19. April 2005: Das Konklave wählt Ratzinger zum 265. Papst. Fünf Tage später wird er als Benedikt XVI. in sein Amt eingeführt.

Benedikt im Vatikan – bei seiner Amtseinführung als Papst 2005.
Benedikt im Vatikan – bei seiner Amtseinführung als Papst 2005. © IMAGO/imageBROKER/Raimund Kutter

6. Juni 2005: Bei einem Konvent über die Rolle der Familie in Rom verurteilt der Papst moderne Formen des Zusammenlebens, gleichgeschlechtliche Beziehungen und Schwangerschaftsabbrüche.

21. August 2005: Benedikt feiert vor einer Million Pilgern auf dem Weltjugendtag in Köln die größte Messe in der deutschen Geschichte.

Benedikts Amtszeit als Papst – umstrittene Entscheidungen im Vatikan

31. August 2005: Der Papst segnet ein Dokument ab, das Priesterseminare verpflichtet, Männer mit „tiefsitzenden homosexuellen Tendenzen“ nicht mehr zur Priesterweihe zuzulassen.

Aufgabe A:
Prüfe anhand des Auszugs zu Benedikt XVI., ob die Aussagen (i), (ii) und (iii) zutreffen: (i) Das Konklave wählte Ratzinger am 19. April 2005 zum 265. Papst. (ii) Die Amtseinführung fand zehn Tage nach der Wahl statt. (iii) Auf dem Weltjugendtag in Köln feierte Benedikt eine Messe vor einer Million Pilgern. Antworte jeweils mit Ja oder Nein und zitiere die entscheidenden Worte wörtlich.
Aufgabe B:
Kopiere aus dem Auszug zu Benedikt XVI. den Abschnitt zwischen "19. April 2005: Das" und "Beziehungen und Schwangerschaftsabbrüche.", beide eingeschlossen, ohne jede Änderung.

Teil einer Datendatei
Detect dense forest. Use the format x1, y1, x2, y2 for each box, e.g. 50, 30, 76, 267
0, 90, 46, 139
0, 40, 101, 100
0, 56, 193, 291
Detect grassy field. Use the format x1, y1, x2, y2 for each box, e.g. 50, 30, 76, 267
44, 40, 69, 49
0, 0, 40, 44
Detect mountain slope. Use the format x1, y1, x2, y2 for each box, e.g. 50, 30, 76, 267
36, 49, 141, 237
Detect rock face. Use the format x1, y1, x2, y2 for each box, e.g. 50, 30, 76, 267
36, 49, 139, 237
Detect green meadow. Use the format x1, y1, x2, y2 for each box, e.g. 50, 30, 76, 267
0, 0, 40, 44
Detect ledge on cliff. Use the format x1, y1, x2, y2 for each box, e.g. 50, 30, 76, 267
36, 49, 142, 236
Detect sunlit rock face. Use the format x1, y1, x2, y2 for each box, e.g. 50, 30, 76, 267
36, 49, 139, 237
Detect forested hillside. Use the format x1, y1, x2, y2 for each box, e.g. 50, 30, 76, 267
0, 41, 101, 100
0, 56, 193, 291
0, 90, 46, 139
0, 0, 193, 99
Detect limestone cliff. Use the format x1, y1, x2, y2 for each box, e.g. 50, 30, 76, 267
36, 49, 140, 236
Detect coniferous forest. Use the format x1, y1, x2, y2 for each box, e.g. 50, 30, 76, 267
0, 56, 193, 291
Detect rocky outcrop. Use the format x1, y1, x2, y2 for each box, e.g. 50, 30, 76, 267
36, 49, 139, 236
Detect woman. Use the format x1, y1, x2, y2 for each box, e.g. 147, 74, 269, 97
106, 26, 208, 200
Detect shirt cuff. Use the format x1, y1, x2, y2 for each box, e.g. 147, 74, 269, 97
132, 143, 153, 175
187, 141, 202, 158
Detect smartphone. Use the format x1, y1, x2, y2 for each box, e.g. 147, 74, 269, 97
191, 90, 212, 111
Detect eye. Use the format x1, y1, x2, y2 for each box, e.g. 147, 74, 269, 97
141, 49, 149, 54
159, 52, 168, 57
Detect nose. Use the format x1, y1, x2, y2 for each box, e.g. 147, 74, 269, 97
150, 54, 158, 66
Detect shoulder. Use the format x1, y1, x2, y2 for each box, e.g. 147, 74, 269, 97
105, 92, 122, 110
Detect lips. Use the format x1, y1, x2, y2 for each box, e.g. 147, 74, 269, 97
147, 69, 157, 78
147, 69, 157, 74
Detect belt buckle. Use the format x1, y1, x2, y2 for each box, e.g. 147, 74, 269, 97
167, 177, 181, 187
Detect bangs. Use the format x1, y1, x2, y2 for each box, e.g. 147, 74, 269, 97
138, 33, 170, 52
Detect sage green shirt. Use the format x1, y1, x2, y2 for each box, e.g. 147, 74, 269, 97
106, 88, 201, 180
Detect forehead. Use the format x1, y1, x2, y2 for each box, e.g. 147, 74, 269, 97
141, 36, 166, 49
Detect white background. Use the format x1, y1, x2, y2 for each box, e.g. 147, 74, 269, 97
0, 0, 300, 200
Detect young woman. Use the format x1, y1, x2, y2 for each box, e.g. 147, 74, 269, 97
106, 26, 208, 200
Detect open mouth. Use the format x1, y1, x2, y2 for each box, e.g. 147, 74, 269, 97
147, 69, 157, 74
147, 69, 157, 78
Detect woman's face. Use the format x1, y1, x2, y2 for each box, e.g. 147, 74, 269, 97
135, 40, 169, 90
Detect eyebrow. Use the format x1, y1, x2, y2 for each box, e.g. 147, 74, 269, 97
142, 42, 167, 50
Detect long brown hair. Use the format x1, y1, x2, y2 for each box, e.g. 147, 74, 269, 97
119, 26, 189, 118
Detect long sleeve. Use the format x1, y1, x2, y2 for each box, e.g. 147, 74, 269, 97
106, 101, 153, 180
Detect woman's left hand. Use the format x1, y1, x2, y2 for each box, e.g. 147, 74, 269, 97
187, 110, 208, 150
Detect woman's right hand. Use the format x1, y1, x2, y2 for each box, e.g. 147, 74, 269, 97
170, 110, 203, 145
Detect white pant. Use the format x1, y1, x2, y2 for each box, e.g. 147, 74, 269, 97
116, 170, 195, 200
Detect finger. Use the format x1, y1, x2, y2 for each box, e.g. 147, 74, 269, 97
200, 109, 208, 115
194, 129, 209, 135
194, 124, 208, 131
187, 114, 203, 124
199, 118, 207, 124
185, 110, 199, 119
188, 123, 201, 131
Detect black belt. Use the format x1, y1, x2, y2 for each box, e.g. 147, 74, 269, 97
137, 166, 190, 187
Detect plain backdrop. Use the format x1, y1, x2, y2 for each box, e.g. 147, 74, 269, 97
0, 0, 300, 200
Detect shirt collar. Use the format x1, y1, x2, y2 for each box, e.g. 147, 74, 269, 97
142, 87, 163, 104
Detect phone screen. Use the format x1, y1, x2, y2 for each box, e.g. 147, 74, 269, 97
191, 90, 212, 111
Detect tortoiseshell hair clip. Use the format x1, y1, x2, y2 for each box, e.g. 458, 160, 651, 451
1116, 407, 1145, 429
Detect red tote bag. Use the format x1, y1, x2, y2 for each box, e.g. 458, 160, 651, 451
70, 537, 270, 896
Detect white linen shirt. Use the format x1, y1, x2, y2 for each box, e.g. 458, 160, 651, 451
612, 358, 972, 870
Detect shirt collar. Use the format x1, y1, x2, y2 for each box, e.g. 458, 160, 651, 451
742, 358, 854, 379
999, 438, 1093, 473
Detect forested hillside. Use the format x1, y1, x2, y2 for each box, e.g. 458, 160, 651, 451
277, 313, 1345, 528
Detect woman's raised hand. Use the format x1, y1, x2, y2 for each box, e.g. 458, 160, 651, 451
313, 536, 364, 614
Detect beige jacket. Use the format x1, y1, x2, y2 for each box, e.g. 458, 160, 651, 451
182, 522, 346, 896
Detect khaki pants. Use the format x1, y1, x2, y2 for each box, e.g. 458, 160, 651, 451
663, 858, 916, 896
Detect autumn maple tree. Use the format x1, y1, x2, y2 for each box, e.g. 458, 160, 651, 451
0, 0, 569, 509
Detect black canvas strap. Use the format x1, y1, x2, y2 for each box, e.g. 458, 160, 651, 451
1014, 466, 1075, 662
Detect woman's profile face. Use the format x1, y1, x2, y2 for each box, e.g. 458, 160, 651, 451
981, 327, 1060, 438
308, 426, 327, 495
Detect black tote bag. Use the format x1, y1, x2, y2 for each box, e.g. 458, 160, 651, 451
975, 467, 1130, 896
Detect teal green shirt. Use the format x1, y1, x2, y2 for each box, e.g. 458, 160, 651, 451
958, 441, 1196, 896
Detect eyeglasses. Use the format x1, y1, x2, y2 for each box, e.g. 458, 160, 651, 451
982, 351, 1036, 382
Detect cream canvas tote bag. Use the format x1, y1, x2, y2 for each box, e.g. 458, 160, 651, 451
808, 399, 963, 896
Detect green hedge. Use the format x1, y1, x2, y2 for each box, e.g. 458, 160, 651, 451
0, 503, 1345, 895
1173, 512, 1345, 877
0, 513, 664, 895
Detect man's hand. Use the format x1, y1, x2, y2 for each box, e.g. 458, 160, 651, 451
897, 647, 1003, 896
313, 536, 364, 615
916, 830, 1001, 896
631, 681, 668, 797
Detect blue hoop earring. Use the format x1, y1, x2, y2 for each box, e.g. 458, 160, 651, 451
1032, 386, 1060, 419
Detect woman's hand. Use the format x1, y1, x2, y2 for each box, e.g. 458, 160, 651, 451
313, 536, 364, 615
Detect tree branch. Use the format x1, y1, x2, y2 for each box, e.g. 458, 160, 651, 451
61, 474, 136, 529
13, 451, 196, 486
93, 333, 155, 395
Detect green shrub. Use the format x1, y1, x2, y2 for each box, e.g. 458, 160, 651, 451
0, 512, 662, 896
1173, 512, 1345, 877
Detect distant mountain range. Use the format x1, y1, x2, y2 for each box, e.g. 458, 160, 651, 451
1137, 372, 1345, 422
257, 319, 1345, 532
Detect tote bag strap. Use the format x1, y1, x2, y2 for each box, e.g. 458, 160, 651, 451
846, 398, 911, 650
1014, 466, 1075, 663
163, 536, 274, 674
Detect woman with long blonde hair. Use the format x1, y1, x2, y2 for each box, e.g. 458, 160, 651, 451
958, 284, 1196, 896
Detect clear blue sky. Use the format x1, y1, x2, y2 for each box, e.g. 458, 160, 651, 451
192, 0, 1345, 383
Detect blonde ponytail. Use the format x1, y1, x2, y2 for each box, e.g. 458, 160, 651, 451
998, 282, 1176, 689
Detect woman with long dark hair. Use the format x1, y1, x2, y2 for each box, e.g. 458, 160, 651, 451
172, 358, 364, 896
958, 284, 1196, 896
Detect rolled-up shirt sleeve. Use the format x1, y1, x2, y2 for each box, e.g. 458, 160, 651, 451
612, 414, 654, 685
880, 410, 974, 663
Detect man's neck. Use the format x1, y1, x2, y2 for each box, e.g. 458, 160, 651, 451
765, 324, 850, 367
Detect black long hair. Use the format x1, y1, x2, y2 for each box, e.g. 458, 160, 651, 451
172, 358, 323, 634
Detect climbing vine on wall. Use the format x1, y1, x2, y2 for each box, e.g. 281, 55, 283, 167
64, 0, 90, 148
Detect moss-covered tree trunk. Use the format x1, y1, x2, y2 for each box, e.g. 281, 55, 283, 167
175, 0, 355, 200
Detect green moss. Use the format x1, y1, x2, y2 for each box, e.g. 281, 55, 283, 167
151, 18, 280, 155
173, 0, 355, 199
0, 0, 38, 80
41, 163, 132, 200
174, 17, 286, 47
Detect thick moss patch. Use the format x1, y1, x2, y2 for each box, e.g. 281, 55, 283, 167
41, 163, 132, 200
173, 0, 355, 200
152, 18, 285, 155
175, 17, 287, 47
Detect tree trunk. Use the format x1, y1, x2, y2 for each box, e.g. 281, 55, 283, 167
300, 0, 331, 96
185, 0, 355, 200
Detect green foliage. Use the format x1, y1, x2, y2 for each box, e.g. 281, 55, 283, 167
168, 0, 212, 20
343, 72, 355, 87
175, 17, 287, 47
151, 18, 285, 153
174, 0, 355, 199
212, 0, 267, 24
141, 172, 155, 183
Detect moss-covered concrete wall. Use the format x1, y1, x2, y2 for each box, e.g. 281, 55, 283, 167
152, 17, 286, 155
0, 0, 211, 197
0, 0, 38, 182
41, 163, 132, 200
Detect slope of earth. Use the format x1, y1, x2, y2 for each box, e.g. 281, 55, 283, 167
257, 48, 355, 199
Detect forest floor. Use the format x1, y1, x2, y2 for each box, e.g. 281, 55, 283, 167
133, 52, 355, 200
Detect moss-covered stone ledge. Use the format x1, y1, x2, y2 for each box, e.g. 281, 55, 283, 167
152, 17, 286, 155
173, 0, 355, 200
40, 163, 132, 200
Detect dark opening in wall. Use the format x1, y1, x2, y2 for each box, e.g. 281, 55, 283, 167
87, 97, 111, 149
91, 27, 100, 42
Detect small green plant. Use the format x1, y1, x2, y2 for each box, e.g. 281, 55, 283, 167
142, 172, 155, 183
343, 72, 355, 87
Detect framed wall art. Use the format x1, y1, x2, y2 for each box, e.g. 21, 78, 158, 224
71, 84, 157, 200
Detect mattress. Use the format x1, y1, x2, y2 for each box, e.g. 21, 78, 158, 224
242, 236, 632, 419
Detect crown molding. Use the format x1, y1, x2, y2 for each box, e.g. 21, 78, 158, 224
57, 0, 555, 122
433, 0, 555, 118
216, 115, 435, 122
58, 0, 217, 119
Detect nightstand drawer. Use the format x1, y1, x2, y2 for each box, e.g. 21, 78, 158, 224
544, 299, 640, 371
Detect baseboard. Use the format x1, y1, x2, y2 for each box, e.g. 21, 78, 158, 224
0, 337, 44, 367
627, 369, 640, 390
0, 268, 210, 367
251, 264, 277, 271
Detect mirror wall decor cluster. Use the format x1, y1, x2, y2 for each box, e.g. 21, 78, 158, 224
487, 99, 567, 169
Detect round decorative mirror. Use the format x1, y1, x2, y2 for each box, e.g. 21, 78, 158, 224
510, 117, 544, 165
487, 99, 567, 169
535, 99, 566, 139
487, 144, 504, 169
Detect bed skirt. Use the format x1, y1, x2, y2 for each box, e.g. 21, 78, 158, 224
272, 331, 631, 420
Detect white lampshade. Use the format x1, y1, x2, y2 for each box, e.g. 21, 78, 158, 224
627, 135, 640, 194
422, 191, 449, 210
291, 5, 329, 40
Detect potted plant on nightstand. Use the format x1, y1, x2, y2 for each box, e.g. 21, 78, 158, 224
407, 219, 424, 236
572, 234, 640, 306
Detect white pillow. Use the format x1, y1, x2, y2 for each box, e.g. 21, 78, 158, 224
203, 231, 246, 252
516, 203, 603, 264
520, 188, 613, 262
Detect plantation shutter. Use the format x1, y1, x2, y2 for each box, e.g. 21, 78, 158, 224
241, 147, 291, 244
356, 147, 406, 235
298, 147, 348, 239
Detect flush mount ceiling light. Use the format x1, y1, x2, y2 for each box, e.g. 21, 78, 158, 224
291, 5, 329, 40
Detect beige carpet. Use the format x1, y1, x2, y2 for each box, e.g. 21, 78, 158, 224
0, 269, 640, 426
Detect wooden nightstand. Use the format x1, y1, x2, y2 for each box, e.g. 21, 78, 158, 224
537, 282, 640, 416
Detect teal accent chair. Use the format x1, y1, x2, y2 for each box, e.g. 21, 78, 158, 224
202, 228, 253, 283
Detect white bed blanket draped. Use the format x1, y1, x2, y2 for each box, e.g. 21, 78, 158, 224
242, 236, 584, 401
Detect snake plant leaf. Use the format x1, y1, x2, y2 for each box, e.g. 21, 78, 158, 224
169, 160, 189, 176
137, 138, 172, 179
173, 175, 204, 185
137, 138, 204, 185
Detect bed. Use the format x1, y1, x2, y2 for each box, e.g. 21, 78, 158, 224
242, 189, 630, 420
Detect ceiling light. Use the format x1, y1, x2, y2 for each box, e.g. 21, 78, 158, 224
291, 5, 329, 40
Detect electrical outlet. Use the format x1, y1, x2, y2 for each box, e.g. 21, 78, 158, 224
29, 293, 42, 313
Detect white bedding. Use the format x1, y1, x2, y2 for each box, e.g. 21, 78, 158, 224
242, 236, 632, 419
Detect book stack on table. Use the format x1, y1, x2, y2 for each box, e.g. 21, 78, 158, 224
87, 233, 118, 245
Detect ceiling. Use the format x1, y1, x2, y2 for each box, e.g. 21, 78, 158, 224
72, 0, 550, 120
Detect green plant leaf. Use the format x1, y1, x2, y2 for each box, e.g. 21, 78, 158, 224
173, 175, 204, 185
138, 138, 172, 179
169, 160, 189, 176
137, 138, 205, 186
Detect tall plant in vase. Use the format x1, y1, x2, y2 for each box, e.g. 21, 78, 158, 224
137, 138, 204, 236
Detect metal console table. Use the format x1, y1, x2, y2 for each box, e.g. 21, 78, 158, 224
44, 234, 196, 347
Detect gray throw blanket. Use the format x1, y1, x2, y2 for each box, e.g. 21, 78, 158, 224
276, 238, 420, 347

Schriftliche Antwort A:
(i) Ja: „19. April 2005: Das Konklave wählt Ratzinger zum 265. Papst.“
(ii) Nein: „Fünf Tage später wird er als Benedikt XVI. in sein Amt eingeführt.“
(iii) Ja: „Benedikt feiert vor einer Million Pilgern auf dem Weltjugendtag in Köln die größte Messe in der deutschen Geschichte.“

Schriftliche Antwort B:
19. April 2005: Das Konklave wählt Ratzinger zum 265. Papst. Fünf Tage später wird er als Benedikt XVI. in sein Amt eingeführt.

Benedikt im Vatikan – bei seiner Amtseinführung als Papst 2005.
Benedikt im Vatikan – bei seiner Amtseinführung als Papst 2005. © IMAGO/imageBROKER/Raimund Kutter

6. Juni 2005: Bei einem Konvent über die Rolle der Familie in Rom verurteilt der Papst moderne Formen des Zusammenlebens, gleichgeschlechtliche Beziehungen und Schwangerschaftsabbrüche.